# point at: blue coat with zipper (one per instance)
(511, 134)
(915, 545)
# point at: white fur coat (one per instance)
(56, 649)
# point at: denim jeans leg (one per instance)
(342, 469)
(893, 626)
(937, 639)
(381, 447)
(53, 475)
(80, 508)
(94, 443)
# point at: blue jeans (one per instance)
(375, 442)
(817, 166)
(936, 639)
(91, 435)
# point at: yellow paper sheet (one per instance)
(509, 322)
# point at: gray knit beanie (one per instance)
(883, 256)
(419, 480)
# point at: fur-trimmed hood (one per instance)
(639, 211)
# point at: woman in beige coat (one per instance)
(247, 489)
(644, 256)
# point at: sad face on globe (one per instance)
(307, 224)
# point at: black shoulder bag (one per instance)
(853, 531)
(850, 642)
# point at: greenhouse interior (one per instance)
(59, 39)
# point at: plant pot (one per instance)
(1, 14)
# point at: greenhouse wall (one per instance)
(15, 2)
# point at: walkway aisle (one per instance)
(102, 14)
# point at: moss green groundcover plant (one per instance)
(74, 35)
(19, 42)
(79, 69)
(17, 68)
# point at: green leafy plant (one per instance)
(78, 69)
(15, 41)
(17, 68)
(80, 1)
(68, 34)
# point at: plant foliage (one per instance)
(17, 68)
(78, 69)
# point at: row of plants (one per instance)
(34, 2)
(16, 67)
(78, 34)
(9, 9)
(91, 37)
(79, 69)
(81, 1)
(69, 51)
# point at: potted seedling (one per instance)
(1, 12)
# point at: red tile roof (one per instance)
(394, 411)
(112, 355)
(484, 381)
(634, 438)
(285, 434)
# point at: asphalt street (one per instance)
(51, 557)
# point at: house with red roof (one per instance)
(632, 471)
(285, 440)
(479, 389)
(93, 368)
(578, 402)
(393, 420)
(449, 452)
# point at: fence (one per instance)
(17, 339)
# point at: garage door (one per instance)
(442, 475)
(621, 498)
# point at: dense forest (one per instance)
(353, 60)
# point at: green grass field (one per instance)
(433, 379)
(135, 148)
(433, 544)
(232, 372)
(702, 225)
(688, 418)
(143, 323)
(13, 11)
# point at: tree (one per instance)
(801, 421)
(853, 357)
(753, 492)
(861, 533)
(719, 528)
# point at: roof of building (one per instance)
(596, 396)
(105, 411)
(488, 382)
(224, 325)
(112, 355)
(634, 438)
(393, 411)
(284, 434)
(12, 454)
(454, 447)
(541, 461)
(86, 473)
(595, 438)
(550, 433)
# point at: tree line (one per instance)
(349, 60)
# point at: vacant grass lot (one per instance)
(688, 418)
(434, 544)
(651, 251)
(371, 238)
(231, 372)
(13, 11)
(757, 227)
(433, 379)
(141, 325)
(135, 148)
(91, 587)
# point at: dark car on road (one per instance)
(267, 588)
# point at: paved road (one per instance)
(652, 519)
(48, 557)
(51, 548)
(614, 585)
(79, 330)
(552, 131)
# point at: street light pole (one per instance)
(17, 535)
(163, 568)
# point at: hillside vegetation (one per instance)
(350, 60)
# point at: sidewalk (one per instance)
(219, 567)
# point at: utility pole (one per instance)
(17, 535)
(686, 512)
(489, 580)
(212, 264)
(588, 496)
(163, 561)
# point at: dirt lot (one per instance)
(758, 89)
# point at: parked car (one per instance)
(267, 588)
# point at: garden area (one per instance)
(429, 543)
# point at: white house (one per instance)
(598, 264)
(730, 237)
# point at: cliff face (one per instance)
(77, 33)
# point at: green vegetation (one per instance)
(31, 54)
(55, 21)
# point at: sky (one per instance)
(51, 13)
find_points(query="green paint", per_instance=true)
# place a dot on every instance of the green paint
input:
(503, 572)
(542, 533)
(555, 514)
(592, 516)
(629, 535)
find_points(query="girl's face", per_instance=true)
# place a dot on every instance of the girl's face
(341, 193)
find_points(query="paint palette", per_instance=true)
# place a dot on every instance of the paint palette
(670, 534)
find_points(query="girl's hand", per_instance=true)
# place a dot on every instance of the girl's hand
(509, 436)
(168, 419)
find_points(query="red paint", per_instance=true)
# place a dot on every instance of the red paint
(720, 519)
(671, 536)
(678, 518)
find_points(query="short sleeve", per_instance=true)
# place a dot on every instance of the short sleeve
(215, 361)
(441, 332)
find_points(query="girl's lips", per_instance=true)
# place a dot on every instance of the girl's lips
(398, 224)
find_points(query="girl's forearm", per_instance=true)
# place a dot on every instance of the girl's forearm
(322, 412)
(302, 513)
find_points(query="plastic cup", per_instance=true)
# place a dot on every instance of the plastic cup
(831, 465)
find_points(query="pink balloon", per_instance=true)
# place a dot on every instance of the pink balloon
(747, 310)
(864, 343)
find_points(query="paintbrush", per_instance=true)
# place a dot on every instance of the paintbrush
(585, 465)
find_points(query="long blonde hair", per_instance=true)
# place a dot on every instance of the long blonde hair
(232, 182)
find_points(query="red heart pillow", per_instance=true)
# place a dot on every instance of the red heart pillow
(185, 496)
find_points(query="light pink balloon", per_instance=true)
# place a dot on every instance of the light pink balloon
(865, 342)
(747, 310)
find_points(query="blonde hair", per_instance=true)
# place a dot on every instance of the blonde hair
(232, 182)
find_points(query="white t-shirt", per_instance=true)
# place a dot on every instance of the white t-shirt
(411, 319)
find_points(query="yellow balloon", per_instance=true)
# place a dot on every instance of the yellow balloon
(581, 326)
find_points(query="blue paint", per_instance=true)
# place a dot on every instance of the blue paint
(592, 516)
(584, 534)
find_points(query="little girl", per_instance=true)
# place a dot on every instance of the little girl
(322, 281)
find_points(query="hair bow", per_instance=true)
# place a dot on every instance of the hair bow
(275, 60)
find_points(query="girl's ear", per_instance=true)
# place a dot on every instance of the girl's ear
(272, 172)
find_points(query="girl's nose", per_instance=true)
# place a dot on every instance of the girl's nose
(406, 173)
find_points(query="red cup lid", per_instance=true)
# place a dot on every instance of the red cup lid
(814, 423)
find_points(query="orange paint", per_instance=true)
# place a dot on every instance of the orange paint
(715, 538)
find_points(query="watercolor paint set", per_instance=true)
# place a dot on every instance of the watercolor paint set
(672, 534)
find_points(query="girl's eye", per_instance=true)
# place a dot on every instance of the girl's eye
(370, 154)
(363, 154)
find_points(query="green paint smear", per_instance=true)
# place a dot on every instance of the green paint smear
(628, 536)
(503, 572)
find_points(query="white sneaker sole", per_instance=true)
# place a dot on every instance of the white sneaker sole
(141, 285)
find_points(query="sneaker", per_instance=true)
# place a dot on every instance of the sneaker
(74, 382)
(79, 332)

######

▶ _Exercise objective_:
Write the material out again in its entirety, exactly as shown.

▶ _Expected output_:
# point at: blue coat with zipper (one per instance)
(511, 134)
(915, 545)
# point at: white fur coat (one per instance)
(56, 649)
# point at: denim jeans leg (one per instance)
(342, 469)
(893, 626)
(937, 639)
(381, 447)
(53, 475)
(80, 508)
(94, 443)
# point at: blue jeans (one per instance)
(375, 442)
(817, 166)
(936, 639)
(91, 435)
# point at: yellow paper sheet (one per instance)
(509, 322)
# point at: gray knit beanie (one per instance)
(883, 256)
(419, 480)
# point at: fur-trimmed hood (one per instance)
(639, 211)
# point at: woman in beige coat (one per instance)
(247, 489)
(644, 256)
# point at: sad face on globe (one per instance)
(307, 224)
# point at: black shoulder bag (one per instance)
(853, 531)
(850, 642)
# point at: greenhouse interior (one per instance)
(59, 39)
# point at: plant pot (one per instance)
(1, 14)
# point at: greenhouse wall (one per instance)
(15, 2)
# point at: walkway aisle (one per instance)
(102, 14)
# point at: moss green groundcover plant (one per instance)
(74, 35)
(19, 42)
(79, 69)
(17, 68)
# point at: green leafy plant (one per instance)
(78, 69)
(15, 41)
(17, 68)
(80, 1)
(68, 34)
# point at: plant foliage (one per instance)
(17, 68)
(78, 69)
# point at: row of plants (one per instance)
(34, 2)
(16, 67)
(78, 34)
(9, 9)
(91, 37)
(79, 69)
(81, 1)
(69, 51)
# point at: potted seedling (one per instance)
(1, 12)
# point at: red tile roof (one per instance)
(394, 411)
(112, 355)
(484, 381)
(634, 438)
(285, 434)
# point at: asphalt street (one per instance)
(51, 557)
# point at: house with red roof (one per instance)
(632, 471)
(285, 440)
(479, 389)
(93, 368)
(578, 402)
(393, 420)
(449, 452)
# point at: fence (one per instance)
(17, 339)
# point at: garage door (one per instance)
(442, 475)
(621, 498)
# point at: dense forest (one per instance)
(353, 60)
# point at: green grass field (one per instance)
(433, 379)
(135, 148)
(433, 544)
(232, 372)
(702, 225)
(688, 418)
(143, 323)
(13, 11)
# point at: tree (one per instance)
(801, 421)
(853, 357)
(753, 492)
(861, 533)
(719, 528)
# point at: roof of building (one per instance)
(596, 396)
(105, 411)
(488, 382)
(224, 325)
(112, 355)
(634, 438)
(393, 411)
(284, 434)
(12, 454)
(454, 447)
(541, 461)
(86, 473)
(595, 438)
(550, 433)
# point at: tree line (one per instance)
(349, 60)
# point at: vacant grass lot (one per instance)
(688, 418)
(434, 544)
(651, 251)
(371, 238)
(231, 372)
(13, 11)
(757, 227)
(433, 379)
(141, 325)
(135, 148)
(91, 587)
# point at: dark car on road (one per instance)
(267, 588)
# point at: paved road (one per instance)
(652, 519)
(48, 557)
(51, 548)
(614, 585)
(79, 330)
(552, 131)
# point at: street light pole (one per instance)
(17, 535)
(163, 568)
# point at: hillside vegetation (one per instance)
(350, 60)
# point at: sidewalk (one per instance)
(219, 567)
# point at: utility pole (one per instance)
(17, 535)
(686, 512)
(489, 580)
(212, 264)
(588, 496)
(163, 561)
# point at: dirt lot (one per instance)
(758, 89)
# point at: parked car (one per instance)
(267, 588)
# point at: garden area (one per instance)
(429, 543)
# point at: white house (one per instance)
(598, 264)
(730, 237)
# point at: cliff face (one per instance)
(77, 33)
# point at: green vegetation (one per instance)
(31, 54)
(55, 21)
# point at: sky (one per instance)
(51, 13)
find_points(query="green paint", per_instance=true)
# place a dot on every instance of the green paint
input:
(503, 572)
(542, 533)
(555, 514)
(592, 516)
(629, 535)
find_points(query="girl's face", per_instance=true)
# place a dot on every instance of the girl's face
(341, 193)
find_points(query="paint palette", per_instance=true)
# place a dot on every instance of the paint palette
(670, 534)
find_points(query="girl's hand", per_instance=true)
# place a dot on every instance of the girl's hand
(509, 436)
(168, 419)
find_points(query="red paint", per_instance=true)
# place a dot on every instance of the red paint
(720, 519)
(671, 536)
(678, 518)
find_points(query="short sleeve", per_instance=true)
# place a dot on every instance of the short sleeve
(215, 361)
(441, 332)
find_points(query="girl's lips", per_instance=true)
# place a dot on every instance of the girl's lips
(398, 224)
find_points(query="girl's forearm", per_instance=true)
# place a dot on every instance of the girl's forearm
(322, 412)
(302, 513)
find_points(query="plastic cup", per_instance=true)
# place a dot on every instance of the plastic cup
(831, 465)
find_points(query="pink balloon", per_instance=true)
# place a dot on every instance of the pink balloon
(747, 310)
(864, 343)
find_points(query="paintbrush", per_instance=true)
# place a dot on every instance of the paintbrush
(585, 465)
find_points(query="long blonde hair", per_instance=true)
# place a dot on every instance of the long blonde hair
(232, 182)
find_points(query="red heart pillow", per_instance=true)
# place a dot on every instance of the red heart pillow
(185, 496)
find_points(query="light pink balloon", per_instance=true)
# place a dot on every instance of the light pink balloon
(865, 342)
(747, 310)
find_points(query="blonde hair", per_instance=true)
# place a dot on every instance of the blonde hair
(232, 182)
find_points(query="white t-shirt", per_instance=true)
# place a dot on every instance of the white t-shirt
(411, 319)
find_points(query="yellow balloon", per_instance=true)
# place a dot on every instance of the yellow balloon
(581, 326)
find_points(query="blue paint", per_instance=true)
# place a dot on every instance of the blue paint
(592, 516)
(584, 534)
find_points(query="little girl", per_instance=true)
# place a dot on every instance of the little girl
(322, 281)
find_points(query="hair bow", per_instance=true)
# place a dot on every instance of the hair bow
(275, 60)
find_points(query="girl's ear", per_instance=true)
# place a dot on every instance of the girl's ear
(272, 172)
find_points(query="girl's nose", per_instance=true)
# place a dot on every instance of the girl's nose
(406, 173)
find_points(query="red cup lid", per_instance=true)
# place a dot on every instance of the red cup lid
(814, 423)
find_points(query="orange paint", per_instance=true)
# place a dot on every instance of the orange paint
(715, 538)
find_points(query="watercolor paint set", per_instance=true)
# place a dot on every instance of the watercolor paint set
(672, 534)
find_points(query="girl's eye", per_instance=true)
# place a dot on every instance of the girl's eye
(370, 154)
(363, 154)
find_points(query="green paint smear", per_instance=true)
# place a dot on every instance of the green paint smear
(628, 536)
(503, 572)
find_points(query="white sneaker sole", per_instance=true)
# place a dot on every instance of the white sneaker sole
(141, 285)
find_points(query="sneaker", per_instance=true)
# place a dot on every instance of the sneaker
(74, 382)
(79, 332)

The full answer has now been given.